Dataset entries
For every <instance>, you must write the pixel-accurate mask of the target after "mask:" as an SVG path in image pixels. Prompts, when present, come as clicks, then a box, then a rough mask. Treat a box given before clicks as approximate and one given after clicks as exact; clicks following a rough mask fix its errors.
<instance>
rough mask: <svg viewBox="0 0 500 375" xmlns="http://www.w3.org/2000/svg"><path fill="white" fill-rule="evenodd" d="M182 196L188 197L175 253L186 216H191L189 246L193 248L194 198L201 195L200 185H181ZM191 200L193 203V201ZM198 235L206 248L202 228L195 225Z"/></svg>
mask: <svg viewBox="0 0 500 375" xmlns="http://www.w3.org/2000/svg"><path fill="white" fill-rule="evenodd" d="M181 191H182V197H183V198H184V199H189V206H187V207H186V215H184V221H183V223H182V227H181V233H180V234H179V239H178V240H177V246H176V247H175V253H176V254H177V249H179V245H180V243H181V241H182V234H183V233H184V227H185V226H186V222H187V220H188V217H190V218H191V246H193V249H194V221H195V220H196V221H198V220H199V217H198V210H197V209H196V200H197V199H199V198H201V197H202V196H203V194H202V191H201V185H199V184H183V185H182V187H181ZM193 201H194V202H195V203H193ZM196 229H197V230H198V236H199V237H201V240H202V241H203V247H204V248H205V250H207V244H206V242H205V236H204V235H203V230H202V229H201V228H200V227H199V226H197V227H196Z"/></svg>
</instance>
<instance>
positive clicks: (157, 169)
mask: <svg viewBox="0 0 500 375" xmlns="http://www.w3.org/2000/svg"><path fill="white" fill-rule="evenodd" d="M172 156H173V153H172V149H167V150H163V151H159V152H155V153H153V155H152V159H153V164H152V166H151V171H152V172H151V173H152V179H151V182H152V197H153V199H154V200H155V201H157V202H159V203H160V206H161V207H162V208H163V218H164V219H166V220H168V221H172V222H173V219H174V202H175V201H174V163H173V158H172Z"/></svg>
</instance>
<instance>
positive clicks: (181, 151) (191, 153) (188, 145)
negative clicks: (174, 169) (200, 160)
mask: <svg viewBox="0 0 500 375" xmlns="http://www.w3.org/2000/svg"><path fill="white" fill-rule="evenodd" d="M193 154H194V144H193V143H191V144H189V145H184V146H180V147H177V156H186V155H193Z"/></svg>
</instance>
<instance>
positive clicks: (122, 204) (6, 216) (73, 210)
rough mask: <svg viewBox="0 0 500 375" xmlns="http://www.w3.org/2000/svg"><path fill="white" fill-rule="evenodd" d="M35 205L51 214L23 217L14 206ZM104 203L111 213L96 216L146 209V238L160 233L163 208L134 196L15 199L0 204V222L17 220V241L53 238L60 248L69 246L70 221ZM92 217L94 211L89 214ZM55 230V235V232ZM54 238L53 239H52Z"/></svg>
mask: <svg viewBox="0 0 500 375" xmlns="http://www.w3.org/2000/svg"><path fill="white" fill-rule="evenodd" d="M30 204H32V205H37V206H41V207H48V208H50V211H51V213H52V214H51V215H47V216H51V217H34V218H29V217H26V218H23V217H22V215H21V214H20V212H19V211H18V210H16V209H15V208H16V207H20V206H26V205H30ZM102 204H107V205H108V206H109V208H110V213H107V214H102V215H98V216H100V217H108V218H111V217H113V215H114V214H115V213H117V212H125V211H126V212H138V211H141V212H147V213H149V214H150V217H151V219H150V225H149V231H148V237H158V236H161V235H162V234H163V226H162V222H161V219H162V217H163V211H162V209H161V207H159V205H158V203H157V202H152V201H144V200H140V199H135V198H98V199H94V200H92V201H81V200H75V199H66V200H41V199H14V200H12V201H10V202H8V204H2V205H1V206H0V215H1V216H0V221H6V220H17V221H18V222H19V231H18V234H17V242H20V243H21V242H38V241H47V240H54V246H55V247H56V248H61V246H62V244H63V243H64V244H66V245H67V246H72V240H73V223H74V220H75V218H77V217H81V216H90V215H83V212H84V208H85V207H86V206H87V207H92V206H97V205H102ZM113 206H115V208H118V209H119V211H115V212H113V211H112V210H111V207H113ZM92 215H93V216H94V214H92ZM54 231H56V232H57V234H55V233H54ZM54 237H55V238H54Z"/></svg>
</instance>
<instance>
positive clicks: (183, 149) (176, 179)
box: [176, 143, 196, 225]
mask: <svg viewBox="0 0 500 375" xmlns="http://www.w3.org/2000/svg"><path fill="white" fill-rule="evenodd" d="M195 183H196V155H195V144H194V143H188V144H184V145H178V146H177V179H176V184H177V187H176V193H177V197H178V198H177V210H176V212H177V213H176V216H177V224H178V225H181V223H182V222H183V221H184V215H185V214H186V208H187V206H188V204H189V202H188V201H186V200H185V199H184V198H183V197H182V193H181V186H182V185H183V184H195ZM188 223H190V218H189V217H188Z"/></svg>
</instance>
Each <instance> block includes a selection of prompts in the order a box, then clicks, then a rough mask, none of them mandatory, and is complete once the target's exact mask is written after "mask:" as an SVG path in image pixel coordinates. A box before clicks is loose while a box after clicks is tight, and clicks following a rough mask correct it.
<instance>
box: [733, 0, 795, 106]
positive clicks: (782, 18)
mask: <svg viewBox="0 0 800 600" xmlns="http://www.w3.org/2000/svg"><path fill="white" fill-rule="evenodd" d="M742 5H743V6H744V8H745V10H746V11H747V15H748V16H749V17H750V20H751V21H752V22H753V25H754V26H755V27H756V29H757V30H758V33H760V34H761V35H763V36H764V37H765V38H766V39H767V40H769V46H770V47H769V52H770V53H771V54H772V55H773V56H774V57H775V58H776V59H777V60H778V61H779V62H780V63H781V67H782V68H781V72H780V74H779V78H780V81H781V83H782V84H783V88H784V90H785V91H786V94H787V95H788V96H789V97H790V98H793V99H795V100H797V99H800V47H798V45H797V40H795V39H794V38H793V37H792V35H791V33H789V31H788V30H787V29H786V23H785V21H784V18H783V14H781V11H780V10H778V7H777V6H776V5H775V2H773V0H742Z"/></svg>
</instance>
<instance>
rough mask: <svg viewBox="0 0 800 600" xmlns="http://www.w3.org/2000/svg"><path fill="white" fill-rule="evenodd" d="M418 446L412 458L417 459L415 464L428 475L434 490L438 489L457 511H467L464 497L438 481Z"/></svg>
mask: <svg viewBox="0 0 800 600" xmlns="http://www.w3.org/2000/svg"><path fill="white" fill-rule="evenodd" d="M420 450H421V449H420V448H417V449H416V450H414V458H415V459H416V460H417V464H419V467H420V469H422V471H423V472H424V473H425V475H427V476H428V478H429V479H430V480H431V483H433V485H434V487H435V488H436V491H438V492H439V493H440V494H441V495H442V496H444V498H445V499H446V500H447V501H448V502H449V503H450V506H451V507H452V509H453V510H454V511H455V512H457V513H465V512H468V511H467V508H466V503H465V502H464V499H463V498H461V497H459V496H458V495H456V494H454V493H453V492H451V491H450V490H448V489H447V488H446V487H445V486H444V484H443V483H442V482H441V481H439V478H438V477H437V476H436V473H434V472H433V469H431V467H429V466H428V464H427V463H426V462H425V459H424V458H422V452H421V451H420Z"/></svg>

--- Work request ---
Among the entries above, the line containing "205L51 214L23 217L14", the line containing "positive clicks: (183, 149) (176, 179)", and all lines between them are to be restated word for word; nothing else belongs in the reply.

--- Answer to this problem ---
rough mask: <svg viewBox="0 0 500 375" xmlns="http://www.w3.org/2000/svg"><path fill="white" fill-rule="evenodd" d="M35 205L51 214L23 217L14 206ZM104 203L111 213L96 216L146 209V238L160 233L163 208L134 196L15 199L0 204V222L17 220V241L53 238L60 248L69 246L70 221ZM92 217L94 211L89 214ZM55 230V235V232ZM54 238L53 239H52Z"/></svg>
mask: <svg viewBox="0 0 500 375" xmlns="http://www.w3.org/2000/svg"><path fill="white" fill-rule="evenodd" d="M30 204H32V205H37V206H41V207H48V208H50V211H51V213H52V214H51V215H47V216H51V217H34V218H29V217H26V218H23V217H22V215H21V214H20V212H19V211H18V210H16V209H15V208H16V207H20V206H26V205H30ZM102 204H107V205H108V206H109V208H110V213H107V214H102V215H98V216H100V217H108V218H111V217H113V215H114V214H115V213H117V212H125V211H126V212H138V211H141V212H147V213H149V214H150V217H151V219H150V225H149V231H148V237H158V236H161V235H162V234H163V226H162V222H161V219H162V217H163V211H162V209H161V207H159V205H158V203H157V202H152V201H144V200H140V199H135V198H98V199H94V200H92V201H81V200H75V199H66V200H41V199H14V200H12V201H10V202H8V204H2V205H1V206H0V215H1V216H0V221H6V220H17V221H18V222H19V231H18V234H17V242H20V243H21V242H38V241H47V240H54V246H55V247H56V248H61V246H62V244H63V243H64V244H66V245H67V246H72V240H73V223H74V220H75V218H77V217H81V216H90V215H83V212H84V208H85V207H86V206H87V207H92V206H97V205H102ZM113 206H115V208H118V209H119V211H115V212H113V211H112V210H111V207H113ZM92 215H93V216H94V214H92ZM54 231H56V232H57V234H55V233H54ZM54 237H55V238H54Z"/></svg>
</instance>
<instance>
positive clicks: (183, 149) (176, 179)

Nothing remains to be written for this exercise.